TUGAS ANDA:
Jawablah pertanyaan berikut berdasarkan teks tentang globalisasi di bawah.
1. Apa yang akan dihasilkan jika nilai-nilai yang berbeda saling bekerja sama (eclectic)?
2. Mengapa globalisasi disebut sangat netral?
3. Kepada apa saja globalisasi akan bergantung?

KUTIPAN TEKS:
-=-=-=-=-

Dalam era globalisasi ini akan terjadi pertemuan dan gesekan nilai-nilai budaya dan agama diseluruh dunia yang memanfaatkan jasa komunikasi, tranformasi dan informasi. Pertemuan dan gesekan ini akan menghasilkan kompetisi liar yang berarti saling dipengaruhi dan mempengaruhi, saling bertentangan dan bertabrakan nilai-nilai yang berbeda yang akan menghasilkan kalah atau menang; atau saling bekerjasama (eclectic) yang akan menghasilakan sintesa dan antitesa baru.
Istilah globalisasi dapat juga berarti alat, karena merupakan wujud keberhasilan ilmu teknologi, maka globalisasi sangat netral. Artinya, ia berarti dan sekaligus mengandung hal-hal positif, ketika dimanfaatkan untuk tujuan baik. Sebaliknya, ia berakibat negatif, ketika hanyut ke dalam hal-hal negatif. Dengan demikian, globalisasi akan tergantung kepada siapa yang menggunakannya dan untuk keperluan apa serta tujuan kemana ia dipergunakan. Jadi, sebagai alat dapat bermanfaat dan dapat pula mudarat.

-=-=-=-=-

ITEM YANG DITAMPILKAN:
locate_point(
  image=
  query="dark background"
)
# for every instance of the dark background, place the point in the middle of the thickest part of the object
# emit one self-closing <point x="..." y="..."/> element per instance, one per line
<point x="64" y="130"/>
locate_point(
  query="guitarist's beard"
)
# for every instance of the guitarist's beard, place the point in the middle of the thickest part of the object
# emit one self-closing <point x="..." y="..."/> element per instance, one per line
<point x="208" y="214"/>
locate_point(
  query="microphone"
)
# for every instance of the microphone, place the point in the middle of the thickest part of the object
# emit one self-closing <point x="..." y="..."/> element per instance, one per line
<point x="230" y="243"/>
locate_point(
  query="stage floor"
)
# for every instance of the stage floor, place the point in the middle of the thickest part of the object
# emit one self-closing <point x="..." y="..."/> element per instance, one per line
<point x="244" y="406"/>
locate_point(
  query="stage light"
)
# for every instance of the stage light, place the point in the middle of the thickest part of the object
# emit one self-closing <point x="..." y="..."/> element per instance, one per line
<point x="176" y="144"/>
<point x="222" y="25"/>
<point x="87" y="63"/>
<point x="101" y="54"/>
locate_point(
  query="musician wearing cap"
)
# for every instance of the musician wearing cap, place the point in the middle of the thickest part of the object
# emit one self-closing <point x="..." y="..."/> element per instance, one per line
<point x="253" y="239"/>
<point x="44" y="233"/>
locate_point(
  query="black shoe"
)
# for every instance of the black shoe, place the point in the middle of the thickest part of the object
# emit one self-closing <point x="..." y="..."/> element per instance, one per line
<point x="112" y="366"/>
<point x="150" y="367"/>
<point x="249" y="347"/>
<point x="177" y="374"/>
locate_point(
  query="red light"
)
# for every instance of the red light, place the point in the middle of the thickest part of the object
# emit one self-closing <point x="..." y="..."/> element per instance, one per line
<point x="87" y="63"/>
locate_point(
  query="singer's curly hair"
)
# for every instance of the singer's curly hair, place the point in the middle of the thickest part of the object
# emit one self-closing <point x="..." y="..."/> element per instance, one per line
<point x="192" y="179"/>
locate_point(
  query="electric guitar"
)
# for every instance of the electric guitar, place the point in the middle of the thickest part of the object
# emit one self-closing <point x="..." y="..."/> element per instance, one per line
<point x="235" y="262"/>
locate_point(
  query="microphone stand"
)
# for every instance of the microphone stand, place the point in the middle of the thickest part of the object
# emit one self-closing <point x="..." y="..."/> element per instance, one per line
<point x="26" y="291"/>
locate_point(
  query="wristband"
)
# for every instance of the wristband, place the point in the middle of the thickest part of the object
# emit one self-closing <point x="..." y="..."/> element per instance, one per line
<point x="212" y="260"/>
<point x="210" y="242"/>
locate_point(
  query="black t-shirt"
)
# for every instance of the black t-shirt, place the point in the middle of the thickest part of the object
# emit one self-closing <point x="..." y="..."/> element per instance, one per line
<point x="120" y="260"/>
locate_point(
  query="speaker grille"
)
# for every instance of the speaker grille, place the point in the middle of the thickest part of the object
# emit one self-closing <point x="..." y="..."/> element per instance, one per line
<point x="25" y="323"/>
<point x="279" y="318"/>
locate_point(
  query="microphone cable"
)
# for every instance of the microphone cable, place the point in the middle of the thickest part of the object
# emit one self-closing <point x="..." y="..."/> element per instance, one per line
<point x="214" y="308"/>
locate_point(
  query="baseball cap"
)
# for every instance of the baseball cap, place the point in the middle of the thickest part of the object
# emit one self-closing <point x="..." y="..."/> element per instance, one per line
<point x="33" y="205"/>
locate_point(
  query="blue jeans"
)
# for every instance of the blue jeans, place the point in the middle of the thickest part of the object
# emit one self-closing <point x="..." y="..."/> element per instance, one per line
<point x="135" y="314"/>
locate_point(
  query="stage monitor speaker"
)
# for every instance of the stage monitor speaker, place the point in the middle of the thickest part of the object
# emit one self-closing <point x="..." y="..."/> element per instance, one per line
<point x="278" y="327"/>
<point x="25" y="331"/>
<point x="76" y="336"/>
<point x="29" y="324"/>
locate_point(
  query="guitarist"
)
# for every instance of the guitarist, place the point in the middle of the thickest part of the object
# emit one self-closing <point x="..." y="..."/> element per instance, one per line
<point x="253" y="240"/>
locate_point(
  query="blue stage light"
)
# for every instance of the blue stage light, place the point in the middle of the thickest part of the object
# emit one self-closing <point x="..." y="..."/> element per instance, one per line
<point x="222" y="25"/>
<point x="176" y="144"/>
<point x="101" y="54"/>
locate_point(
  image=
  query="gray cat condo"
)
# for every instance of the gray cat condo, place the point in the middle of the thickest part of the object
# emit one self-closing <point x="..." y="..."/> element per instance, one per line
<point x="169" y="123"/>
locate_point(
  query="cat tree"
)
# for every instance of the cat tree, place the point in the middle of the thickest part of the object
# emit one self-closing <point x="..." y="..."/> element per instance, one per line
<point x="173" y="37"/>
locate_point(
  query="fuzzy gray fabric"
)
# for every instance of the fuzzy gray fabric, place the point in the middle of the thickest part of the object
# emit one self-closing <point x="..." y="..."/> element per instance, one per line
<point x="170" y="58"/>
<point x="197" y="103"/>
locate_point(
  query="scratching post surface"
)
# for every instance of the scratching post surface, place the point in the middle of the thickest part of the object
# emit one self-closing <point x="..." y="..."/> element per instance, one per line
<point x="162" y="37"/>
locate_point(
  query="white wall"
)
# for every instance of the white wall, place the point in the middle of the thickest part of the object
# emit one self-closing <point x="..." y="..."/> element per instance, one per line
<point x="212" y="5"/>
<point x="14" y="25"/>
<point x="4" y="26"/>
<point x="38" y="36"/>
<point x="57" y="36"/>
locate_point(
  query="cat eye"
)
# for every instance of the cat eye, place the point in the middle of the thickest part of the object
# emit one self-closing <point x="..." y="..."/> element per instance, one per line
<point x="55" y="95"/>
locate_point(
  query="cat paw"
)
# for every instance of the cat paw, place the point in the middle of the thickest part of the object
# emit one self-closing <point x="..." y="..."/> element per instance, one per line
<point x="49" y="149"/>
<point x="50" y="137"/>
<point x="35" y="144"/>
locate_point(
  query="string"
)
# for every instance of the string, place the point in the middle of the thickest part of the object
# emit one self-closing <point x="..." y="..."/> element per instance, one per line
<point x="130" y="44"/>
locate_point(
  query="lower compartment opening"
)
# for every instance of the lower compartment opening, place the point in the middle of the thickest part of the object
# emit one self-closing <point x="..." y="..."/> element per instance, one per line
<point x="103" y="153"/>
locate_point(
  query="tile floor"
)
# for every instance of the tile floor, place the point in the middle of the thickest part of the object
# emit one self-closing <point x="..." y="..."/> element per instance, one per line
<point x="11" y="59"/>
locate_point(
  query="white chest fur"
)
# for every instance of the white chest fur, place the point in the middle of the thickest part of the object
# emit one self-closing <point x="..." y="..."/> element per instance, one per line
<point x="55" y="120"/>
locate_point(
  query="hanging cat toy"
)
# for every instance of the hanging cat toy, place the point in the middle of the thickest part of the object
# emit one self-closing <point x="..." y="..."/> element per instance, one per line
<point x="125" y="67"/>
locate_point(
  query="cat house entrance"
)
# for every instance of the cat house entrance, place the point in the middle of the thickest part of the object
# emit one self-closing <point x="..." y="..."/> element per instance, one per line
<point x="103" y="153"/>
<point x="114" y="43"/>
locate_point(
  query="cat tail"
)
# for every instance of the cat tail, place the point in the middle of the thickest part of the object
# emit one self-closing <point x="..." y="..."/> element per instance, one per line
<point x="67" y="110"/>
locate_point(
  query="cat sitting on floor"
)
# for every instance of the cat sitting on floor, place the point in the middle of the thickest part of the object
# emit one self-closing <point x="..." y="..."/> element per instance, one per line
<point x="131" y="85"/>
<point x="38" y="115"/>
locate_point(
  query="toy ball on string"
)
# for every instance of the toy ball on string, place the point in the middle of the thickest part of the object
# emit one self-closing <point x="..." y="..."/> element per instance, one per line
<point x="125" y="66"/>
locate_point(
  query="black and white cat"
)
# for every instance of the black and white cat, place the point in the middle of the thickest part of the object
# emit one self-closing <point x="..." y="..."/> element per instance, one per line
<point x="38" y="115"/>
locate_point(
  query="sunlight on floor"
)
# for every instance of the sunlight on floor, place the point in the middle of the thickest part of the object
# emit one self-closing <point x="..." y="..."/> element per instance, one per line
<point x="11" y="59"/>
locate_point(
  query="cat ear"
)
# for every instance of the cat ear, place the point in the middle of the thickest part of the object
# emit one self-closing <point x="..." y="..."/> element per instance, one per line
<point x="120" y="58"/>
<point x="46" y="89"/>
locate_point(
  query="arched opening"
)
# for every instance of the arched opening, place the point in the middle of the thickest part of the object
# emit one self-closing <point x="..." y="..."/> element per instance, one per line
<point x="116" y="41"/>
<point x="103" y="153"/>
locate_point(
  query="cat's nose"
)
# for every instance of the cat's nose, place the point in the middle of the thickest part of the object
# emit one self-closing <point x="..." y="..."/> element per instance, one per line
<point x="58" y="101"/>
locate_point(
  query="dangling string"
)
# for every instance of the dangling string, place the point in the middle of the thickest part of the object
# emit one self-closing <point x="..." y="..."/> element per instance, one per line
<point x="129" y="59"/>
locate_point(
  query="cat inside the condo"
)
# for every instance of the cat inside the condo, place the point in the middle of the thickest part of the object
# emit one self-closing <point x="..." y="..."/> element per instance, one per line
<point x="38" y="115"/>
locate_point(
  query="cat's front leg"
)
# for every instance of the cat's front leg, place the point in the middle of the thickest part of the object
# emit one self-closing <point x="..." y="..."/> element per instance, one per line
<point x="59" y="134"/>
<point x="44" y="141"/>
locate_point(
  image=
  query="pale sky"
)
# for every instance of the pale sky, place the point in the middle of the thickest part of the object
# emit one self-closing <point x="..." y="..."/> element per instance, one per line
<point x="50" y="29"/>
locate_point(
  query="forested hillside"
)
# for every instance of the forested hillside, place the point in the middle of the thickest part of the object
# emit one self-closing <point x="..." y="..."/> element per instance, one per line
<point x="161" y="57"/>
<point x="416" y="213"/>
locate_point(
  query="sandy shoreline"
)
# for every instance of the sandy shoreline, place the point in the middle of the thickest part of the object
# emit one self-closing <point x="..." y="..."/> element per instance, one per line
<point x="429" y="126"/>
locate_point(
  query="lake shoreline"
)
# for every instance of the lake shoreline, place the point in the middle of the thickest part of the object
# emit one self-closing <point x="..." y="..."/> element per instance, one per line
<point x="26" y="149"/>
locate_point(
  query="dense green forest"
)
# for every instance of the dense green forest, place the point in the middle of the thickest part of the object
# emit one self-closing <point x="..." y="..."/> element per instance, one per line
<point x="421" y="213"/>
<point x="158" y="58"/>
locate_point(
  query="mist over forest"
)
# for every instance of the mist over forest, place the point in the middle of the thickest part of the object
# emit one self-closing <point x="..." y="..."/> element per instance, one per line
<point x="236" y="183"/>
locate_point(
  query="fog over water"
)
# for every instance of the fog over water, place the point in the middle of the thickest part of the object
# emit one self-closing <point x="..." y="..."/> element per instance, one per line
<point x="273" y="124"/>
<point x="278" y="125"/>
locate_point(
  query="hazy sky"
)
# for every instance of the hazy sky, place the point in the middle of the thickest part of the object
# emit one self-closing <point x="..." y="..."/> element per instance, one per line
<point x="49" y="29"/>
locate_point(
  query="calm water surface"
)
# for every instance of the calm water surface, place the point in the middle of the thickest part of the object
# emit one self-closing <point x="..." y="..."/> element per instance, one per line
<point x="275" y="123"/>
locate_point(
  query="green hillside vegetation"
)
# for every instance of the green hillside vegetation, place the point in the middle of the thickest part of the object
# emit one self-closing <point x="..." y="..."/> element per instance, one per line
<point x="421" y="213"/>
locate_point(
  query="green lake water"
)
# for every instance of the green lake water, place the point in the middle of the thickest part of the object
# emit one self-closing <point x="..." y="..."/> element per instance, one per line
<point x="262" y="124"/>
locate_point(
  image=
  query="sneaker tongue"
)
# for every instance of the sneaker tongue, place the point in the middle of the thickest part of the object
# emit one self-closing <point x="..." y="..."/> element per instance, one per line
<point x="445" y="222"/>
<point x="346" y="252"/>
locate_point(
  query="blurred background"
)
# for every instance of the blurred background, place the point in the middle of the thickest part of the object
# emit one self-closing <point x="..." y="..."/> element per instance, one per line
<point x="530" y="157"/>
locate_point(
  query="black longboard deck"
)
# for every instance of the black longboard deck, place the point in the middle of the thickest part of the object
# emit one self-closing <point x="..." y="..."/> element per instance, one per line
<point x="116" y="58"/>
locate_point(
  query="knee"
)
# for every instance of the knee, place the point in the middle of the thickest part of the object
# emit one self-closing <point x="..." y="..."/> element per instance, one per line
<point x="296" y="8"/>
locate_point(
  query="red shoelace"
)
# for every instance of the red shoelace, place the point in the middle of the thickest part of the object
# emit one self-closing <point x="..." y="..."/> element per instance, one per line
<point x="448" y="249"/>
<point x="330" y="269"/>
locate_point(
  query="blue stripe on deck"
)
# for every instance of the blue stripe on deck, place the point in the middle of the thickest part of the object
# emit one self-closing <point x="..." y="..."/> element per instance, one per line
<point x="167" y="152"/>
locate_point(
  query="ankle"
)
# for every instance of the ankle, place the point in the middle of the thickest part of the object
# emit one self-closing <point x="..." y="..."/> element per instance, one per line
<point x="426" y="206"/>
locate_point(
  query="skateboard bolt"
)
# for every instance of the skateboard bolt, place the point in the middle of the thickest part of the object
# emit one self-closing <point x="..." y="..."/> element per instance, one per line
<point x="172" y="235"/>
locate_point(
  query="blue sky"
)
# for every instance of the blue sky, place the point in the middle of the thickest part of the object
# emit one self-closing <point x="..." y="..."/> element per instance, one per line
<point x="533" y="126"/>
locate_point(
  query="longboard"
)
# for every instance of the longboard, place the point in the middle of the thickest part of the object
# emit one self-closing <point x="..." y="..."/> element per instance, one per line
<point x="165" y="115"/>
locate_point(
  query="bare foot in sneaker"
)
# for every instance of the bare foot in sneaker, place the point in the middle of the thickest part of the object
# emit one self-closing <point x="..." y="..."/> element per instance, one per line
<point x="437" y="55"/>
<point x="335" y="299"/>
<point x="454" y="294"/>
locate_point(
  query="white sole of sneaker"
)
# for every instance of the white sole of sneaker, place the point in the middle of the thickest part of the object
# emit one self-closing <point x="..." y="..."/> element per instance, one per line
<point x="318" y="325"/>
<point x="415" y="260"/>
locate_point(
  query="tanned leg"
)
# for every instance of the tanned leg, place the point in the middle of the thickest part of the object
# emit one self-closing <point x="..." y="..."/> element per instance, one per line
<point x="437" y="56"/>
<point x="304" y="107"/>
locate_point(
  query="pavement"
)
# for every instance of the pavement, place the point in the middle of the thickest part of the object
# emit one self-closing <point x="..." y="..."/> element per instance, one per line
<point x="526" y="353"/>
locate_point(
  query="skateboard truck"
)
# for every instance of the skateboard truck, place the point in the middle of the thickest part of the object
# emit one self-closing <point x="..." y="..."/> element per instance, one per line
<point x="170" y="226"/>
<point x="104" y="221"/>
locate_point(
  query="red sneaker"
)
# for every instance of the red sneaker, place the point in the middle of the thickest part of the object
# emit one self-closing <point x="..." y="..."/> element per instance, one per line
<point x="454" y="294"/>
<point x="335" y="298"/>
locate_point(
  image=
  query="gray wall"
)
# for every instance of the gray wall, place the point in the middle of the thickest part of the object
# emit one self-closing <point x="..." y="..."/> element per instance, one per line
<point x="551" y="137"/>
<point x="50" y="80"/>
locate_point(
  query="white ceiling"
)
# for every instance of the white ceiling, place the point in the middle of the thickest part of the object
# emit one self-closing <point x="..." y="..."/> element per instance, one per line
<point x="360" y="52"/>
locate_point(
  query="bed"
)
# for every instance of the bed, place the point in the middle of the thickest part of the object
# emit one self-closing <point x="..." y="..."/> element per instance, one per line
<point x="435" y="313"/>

-=-=-=-=-

HASIL:
1. Kerja sama itu akan menghasilkan sintesa dan antitesa baru.
2. Globalisasi disebut sangat netral karena merupakan wujud keberhasilan ilmu teknologi.
3. Globalisasi akan bergantung kepada siapa yang menggunakannya, untuk keperluan apa, dan ke mana tujuan ia dipergunakan.